**What to do:** Verbatim output required. Print the data in full.

▽

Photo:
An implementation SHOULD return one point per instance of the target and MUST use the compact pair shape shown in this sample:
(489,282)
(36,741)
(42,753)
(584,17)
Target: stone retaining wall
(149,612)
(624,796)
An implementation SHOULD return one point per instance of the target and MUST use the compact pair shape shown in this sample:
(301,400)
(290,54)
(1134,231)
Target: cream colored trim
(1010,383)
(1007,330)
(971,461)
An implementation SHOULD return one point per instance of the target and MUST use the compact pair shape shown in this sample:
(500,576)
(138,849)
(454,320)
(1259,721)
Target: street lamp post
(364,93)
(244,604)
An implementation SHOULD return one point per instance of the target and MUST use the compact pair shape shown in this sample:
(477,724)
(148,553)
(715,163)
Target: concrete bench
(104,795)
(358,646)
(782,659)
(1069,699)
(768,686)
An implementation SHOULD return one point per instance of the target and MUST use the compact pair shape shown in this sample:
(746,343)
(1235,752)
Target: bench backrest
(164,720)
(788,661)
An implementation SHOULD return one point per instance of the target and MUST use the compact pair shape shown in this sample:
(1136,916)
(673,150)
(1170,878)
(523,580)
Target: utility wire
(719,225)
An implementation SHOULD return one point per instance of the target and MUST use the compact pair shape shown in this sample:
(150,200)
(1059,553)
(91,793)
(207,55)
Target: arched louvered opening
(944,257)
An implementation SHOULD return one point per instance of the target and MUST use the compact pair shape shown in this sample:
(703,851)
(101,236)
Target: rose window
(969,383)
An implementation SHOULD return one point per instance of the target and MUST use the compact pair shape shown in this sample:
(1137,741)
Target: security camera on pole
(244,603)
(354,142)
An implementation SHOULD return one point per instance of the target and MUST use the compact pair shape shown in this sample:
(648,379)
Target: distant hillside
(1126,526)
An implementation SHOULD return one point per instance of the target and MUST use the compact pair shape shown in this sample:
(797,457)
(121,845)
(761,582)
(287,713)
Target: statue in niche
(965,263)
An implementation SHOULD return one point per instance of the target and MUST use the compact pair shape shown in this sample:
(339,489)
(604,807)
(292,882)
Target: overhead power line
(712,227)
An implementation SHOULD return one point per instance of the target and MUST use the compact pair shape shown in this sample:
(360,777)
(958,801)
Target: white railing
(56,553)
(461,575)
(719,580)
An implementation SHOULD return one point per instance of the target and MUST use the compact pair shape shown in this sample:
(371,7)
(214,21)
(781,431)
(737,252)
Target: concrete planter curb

△

**Task result:**
Photo:
An implementation SHOULD return one point per instance of the target and MUST use the compact pair shape shown in this sample:
(489,282)
(36,741)
(42,753)
(584,17)
Target: stone retaining wall
(149,612)
(624,796)
An implementation SHOULD return one point per instance of the target and MUST use the compact pair shape shown in this sample:
(301,400)
(290,54)
(1134,231)
Target: cream colored trim
(1010,383)
(1007,330)
(971,461)
An implementation SHOULD return one point per instance of the target and MUST use the compact pair shape shown in this sample:
(500,576)
(138,849)
(454,320)
(1259,721)
Target: street lamp post
(364,93)
(244,604)
An implementation SHOULD return one point per instance of the target and MUST use the compact pair shape shown in this sample:
(477,724)
(148,553)
(715,163)
Target: concrete bench
(104,795)
(358,646)
(782,659)
(1069,699)
(768,686)
An implementation SHOULD return one point per instance of the target and MUST use the compact pair shape shown in this sample:
(746,343)
(1235,752)
Target: bench backrest
(164,720)
(788,661)
An implementation SHOULD return one point per instance of the target and MUST use the compact pair shape shown in this sample:
(1136,916)
(673,150)
(1170,878)
(523,580)
Target: utility wire
(719,225)
An implementation SHOULD return one point per instance of the target and MUST use the compact pair shape shown in this sample:
(150,200)
(1059,553)
(91,793)
(207,55)
Target: arched louvered opening
(944,257)
An implementation SHOULD return one point per instance of the target and MUST use the compact pair shape shown in this sample:
(703,851)
(101,236)
Target: rose window
(969,383)
An implementation SHOULD return one point per instance of the target and MUST use the compact pair shape shown in this sample:
(1137,741)
Target: security camera on pole
(244,603)
(354,142)
An implementation SHOULD return one point per instance of the target and MUST use the compact pair shape shown in this sample:
(648,379)
Target: distant hillside
(1126,526)
An implementation SHOULD return one point per instance of the target and MUST use the compact pair shape shown in this sample:
(797,457)
(121,845)
(761,582)
(287,713)
Target: statue in niche
(965,263)
An implementation SHOULD return one point per instance of the target and MUST use the compact pair shape shown in this sample:
(339,489)
(604,807)
(292,882)
Target: overhead power line
(712,227)
An implementation SHOULD return one point per instance of the target and MUST use the compact pair shape shown in this sample:
(360,777)
(958,801)
Target: white railing
(56,553)
(461,575)
(719,580)
An implementation SHOULD return one point per instance of the target and MUST use the compact pair shape shown in this sample:
(371,7)
(214,21)
(781,431)
(737,252)
Target: concrete planter curb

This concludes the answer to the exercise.